### Requirements
Write out the full set of records below exactly.

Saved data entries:
^^^^
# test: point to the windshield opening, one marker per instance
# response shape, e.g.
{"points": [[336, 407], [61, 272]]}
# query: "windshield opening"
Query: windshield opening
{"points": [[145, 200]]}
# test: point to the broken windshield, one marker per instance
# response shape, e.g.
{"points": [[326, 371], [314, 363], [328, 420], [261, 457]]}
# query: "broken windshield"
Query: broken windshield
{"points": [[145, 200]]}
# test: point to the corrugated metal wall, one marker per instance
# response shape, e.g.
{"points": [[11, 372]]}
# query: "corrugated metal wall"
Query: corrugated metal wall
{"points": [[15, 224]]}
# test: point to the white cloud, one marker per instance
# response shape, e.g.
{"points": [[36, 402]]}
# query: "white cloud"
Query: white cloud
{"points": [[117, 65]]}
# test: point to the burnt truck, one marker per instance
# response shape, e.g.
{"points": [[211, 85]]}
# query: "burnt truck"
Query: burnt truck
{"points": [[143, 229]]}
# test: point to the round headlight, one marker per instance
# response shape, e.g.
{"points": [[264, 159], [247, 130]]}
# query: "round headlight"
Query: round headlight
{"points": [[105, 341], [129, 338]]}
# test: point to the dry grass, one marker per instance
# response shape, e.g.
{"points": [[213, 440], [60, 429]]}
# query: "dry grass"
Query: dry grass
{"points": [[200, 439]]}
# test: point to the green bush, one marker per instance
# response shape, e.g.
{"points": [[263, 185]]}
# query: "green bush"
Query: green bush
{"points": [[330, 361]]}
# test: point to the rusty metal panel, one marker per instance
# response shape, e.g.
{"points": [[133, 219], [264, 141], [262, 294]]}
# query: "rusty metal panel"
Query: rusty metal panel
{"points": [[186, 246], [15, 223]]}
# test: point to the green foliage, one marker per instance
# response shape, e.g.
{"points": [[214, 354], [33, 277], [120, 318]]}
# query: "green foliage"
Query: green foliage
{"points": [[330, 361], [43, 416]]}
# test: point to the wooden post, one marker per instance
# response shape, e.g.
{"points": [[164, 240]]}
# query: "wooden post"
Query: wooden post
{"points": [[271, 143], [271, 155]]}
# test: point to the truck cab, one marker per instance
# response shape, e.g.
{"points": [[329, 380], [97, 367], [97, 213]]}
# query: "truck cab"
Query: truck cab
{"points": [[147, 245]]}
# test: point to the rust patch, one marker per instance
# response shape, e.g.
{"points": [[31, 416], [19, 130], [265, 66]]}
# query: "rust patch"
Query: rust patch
^^^^
### Correct output
# test: point to the windshield opening, one marker per instance
# response shape, e.g.
{"points": [[336, 407], [61, 272]]}
# query: "windshield opening"
Query: windshield opening
{"points": [[145, 200]]}
# test: point to the broken windshield, one marker per instance
# response shape, e.g.
{"points": [[326, 371], [314, 363], [328, 420], [261, 457]]}
# query: "broken windshield"
Query: broken windshield
{"points": [[145, 200]]}
# test: point to the corrugated metal wall, one marker per instance
# response shape, e.g.
{"points": [[11, 372]]}
# query: "corrugated metal wall"
Query: corrugated metal wall
{"points": [[15, 224]]}
# test: point to the white cloud, one marker per instance
# response shape, e.g.
{"points": [[36, 402]]}
# query: "white cloud"
Query: white cloud
{"points": [[117, 65]]}
# test: point to the burnt truck, one marker per instance
# response shape, e.g.
{"points": [[211, 85]]}
# query: "burnt truck"
Query: burnt truck
{"points": [[143, 229]]}
# test: point to the round headlight, one marker per instance
# response shape, e.g.
{"points": [[264, 159], [247, 130]]}
# query: "round headlight"
Query: round headlight
{"points": [[105, 341], [129, 338]]}
# test: point to the dry grass, one marker per instance
# response shape, e.g.
{"points": [[213, 440], [60, 429]]}
# query: "dry grass"
Query: dry grass
{"points": [[200, 439]]}
# test: point to the green bush, one marker per instance
# response shape, e.g.
{"points": [[263, 185]]}
# query: "green bush"
Query: green bush
{"points": [[330, 361]]}
# test: point to the rusty metal panel, one marker per instance
# response shape, e.g.
{"points": [[133, 219], [264, 141], [262, 294]]}
# query: "rusty metal panel"
Query: rusty metal panel
{"points": [[186, 246], [15, 223]]}
# test: point to the green foliage, one marker per instance
# response shape, e.g.
{"points": [[214, 354], [33, 277], [120, 318]]}
# query: "green foliage"
Query: green foliage
{"points": [[330, 361], [43, 416]]}
# test: point to the wooden post, one marker per instance
# response shape, e.g.
{"points": [[164, 240]]}
# query: "wooden post"
Query: wooden post
{"points": [[271, 143], [271, 155]]}
# test: point to the truck cab, one marker per instance
# response shape, e.g.
{"points": [[329, 380], [97, 367], [97, 213]]}
# query: "truck cab"
Query: truck cab
{"points": [[147, 245]]}
# test: point to the rust patch, one marker per instance
# response shape, e.g.
{"points": [[31, 416], [19, 130], [265, 66]]}
# query: "rust patch"
Query: rust patch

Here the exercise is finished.